## start
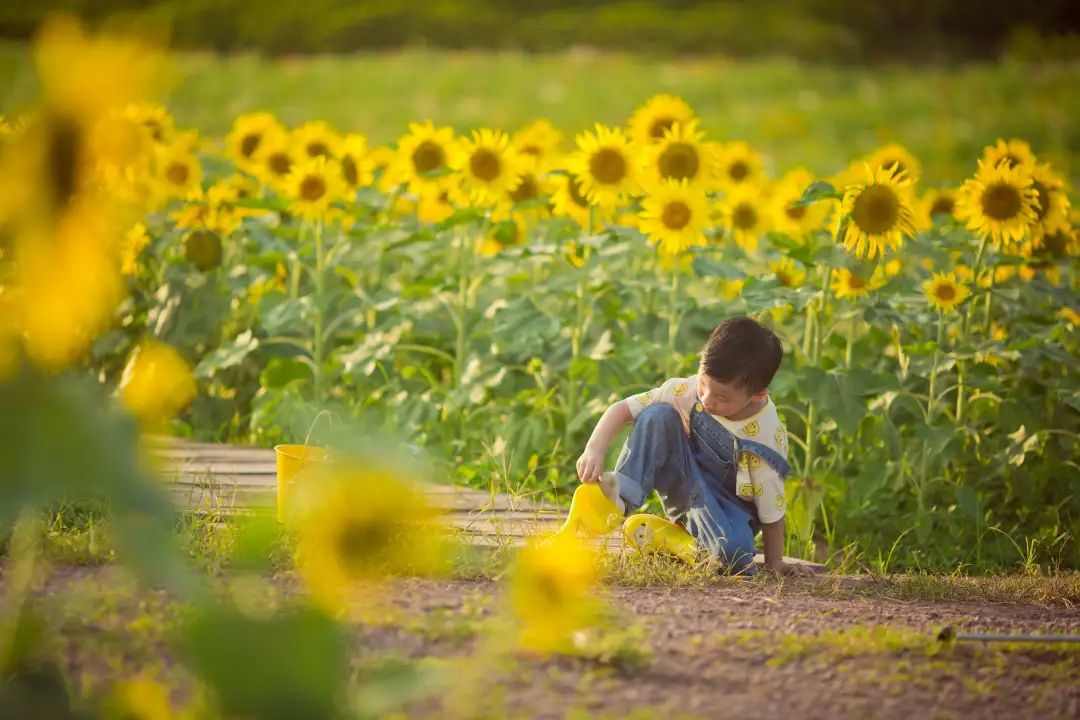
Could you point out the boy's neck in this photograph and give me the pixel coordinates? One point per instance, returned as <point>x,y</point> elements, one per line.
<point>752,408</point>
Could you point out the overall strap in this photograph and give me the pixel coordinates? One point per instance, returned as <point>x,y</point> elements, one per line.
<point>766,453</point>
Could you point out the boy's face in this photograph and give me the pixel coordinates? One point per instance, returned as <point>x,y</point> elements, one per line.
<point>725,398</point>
## end
## start
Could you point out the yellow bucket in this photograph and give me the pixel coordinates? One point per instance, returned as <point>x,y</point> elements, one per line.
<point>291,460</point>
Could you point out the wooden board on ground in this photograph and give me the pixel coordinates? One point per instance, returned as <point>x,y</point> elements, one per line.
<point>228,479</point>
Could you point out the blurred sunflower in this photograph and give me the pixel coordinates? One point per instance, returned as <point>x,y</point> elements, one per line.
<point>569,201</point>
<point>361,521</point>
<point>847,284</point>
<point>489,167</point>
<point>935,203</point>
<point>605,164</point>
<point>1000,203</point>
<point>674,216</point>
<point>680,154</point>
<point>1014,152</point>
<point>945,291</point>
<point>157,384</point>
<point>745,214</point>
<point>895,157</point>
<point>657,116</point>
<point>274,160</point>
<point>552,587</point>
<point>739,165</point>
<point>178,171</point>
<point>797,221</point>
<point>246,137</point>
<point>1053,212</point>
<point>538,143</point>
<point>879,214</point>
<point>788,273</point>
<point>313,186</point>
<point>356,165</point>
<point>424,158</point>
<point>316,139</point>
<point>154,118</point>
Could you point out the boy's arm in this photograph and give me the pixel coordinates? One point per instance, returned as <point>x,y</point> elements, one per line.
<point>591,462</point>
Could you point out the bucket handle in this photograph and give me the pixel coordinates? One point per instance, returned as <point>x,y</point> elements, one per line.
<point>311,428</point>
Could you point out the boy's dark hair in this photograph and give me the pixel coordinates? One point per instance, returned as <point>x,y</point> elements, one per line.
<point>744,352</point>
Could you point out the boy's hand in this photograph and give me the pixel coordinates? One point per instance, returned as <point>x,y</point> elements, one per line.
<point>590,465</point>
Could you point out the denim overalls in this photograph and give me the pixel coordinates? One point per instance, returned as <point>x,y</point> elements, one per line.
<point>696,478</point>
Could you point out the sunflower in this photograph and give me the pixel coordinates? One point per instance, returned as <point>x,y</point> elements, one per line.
## end
## start
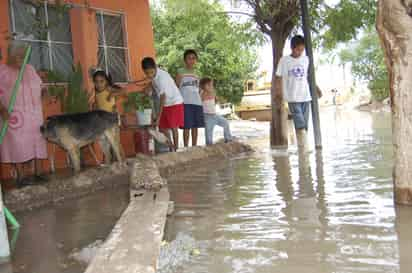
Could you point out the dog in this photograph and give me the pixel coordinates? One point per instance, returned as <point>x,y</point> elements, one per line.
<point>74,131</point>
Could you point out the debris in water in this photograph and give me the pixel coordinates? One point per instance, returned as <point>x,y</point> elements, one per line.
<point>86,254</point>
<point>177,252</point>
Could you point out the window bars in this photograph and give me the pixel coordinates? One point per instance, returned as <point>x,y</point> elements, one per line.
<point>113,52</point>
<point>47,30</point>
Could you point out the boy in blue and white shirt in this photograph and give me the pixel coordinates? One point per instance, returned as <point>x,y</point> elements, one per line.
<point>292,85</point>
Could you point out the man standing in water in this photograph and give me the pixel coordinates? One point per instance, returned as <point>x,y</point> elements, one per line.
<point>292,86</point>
## end
◆ **AIM OF THE TASK**: Reproduce the data from the line containing "Could you point out the bucket" through the line containing "<point>590,465</point>" as a numbered list, leaving out any blank lines.

◆ **TASK RESULT**:
1. Could you point out the bucket handle in this photograph and give me the pixel coordinates? One point per instance, returned as <point>x,y</point> elements, one per line.
2. <point>311,428</point>
3. Could you point out the boy's dark hair in this photograph and give me the pixel coordinates? One point per instance, returned as <point>x,y</point> elements, one per line.
4. <point>744,352</point>
5. Could you point out the boy's hand in this photograph and give me the pixel coordinates? One point per instance, returned as <point>x,y</point> elements, one per line.
6. <point>590,465</point>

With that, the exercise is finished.